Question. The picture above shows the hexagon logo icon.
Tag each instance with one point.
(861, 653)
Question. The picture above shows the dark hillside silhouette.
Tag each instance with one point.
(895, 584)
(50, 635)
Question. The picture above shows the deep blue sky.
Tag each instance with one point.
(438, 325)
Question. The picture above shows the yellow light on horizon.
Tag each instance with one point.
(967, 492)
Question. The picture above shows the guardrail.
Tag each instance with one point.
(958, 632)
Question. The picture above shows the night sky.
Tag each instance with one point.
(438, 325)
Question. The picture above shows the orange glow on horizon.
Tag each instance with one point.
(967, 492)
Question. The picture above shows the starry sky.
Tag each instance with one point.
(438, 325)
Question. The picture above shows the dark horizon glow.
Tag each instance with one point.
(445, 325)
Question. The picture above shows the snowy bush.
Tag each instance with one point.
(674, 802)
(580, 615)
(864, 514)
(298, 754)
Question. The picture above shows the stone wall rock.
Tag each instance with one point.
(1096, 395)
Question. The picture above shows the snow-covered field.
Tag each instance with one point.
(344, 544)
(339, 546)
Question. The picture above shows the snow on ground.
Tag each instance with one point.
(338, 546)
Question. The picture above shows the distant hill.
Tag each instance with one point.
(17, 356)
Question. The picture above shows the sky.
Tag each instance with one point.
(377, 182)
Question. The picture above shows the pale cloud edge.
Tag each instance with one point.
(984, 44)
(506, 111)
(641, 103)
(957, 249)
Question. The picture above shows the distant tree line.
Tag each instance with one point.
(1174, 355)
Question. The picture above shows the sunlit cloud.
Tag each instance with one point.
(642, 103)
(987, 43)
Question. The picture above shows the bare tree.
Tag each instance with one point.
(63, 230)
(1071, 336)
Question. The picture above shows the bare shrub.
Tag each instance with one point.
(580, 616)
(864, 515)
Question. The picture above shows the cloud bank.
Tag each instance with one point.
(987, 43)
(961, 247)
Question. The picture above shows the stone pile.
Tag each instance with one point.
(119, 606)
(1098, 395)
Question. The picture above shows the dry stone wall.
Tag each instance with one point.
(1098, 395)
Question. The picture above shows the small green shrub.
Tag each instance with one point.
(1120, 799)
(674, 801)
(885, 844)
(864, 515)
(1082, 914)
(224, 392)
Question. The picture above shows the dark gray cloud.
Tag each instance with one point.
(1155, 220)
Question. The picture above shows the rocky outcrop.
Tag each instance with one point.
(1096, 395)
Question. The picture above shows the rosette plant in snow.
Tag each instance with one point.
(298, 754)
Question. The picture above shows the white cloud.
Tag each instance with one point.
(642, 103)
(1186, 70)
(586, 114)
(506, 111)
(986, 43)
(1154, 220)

........

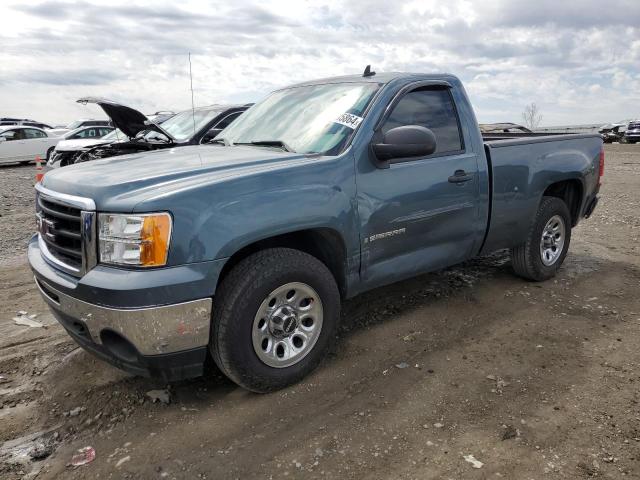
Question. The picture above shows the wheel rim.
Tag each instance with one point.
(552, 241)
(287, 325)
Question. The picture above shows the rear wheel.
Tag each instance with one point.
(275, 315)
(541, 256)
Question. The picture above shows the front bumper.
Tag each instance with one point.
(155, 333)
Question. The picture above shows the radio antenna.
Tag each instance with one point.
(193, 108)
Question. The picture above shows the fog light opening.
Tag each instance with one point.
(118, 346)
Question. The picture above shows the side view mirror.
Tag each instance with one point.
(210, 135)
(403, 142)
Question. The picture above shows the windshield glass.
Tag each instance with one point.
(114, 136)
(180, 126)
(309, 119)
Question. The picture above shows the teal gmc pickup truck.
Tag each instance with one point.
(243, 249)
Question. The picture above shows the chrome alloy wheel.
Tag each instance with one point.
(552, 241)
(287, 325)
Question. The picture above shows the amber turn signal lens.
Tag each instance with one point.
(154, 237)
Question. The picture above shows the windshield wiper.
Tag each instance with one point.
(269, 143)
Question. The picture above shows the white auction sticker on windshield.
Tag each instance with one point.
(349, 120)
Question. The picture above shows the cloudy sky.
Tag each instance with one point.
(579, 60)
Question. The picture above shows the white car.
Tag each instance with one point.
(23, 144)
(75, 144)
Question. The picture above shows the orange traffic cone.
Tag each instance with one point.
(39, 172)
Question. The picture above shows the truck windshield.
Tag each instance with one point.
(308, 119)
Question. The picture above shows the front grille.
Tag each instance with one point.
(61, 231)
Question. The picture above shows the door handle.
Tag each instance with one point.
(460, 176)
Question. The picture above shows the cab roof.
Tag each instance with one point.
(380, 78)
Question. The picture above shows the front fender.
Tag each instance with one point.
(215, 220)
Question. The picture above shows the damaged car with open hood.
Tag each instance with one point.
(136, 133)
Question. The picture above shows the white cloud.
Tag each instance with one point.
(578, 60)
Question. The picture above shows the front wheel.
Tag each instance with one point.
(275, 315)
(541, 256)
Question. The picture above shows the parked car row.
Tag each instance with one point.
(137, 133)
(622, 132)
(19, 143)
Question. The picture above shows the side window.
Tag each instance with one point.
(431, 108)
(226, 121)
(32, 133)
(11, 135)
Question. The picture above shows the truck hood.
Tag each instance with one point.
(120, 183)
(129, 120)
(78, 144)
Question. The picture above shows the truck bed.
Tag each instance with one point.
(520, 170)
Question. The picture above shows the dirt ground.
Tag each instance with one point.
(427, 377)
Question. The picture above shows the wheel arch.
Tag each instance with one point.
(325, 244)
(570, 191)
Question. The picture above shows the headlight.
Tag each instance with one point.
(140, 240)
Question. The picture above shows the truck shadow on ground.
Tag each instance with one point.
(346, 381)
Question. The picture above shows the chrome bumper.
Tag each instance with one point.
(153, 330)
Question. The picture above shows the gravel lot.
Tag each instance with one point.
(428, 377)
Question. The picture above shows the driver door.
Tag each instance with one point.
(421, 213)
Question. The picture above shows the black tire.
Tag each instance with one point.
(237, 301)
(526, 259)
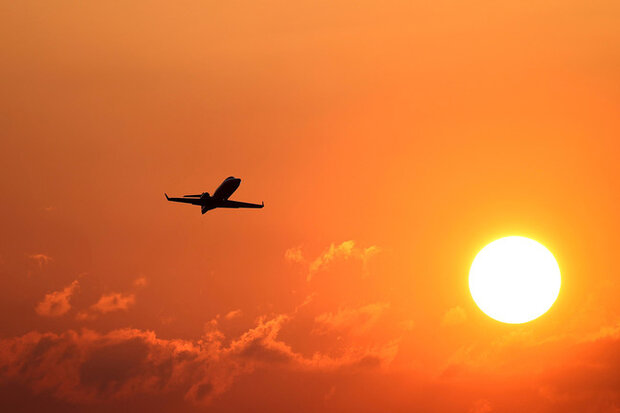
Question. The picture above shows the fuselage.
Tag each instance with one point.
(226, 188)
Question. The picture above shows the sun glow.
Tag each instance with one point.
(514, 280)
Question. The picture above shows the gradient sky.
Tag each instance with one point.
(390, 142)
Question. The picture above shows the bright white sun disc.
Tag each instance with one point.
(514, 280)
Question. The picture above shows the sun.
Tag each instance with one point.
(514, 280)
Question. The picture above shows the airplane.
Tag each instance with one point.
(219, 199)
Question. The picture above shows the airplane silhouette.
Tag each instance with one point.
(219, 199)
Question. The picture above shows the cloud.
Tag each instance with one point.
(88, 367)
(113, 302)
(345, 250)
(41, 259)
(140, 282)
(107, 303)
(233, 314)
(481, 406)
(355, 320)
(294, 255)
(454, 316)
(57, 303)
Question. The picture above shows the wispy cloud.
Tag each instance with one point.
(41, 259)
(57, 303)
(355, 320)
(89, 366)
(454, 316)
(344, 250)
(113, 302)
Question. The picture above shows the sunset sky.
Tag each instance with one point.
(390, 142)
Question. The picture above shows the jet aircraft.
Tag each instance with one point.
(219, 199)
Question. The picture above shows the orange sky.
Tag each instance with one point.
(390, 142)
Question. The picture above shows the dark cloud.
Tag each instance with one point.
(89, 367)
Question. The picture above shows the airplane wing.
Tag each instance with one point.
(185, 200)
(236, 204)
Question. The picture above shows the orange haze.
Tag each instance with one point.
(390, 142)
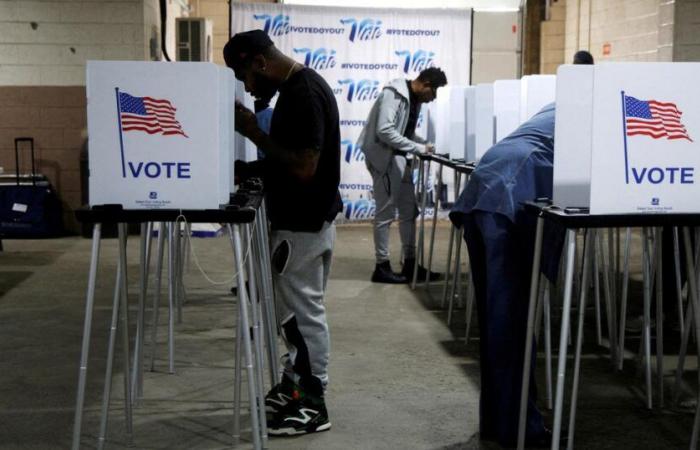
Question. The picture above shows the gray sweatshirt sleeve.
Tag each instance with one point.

........

Written request: Copy out the rows from the line containing "Question. The picture above shows the dry" through the line containing "(1155, 220)", keeping the request lines as they are. Shift every point by adding 62 to each of its coordinates.

In response:
Question. The picture above shows the dry stone wall.
Tag each instance with one point.
(1160, 457)
Question. The picture above shows the small green shrub.
Tag each instance with one point.
(1182, 861)
(736, 863)
(947, 906)
(926, 577)
(1144, 976)
(286, 454)
Question. The picture above shows the dark gray cloud.
Tag each instance with one point.
(1217, 282)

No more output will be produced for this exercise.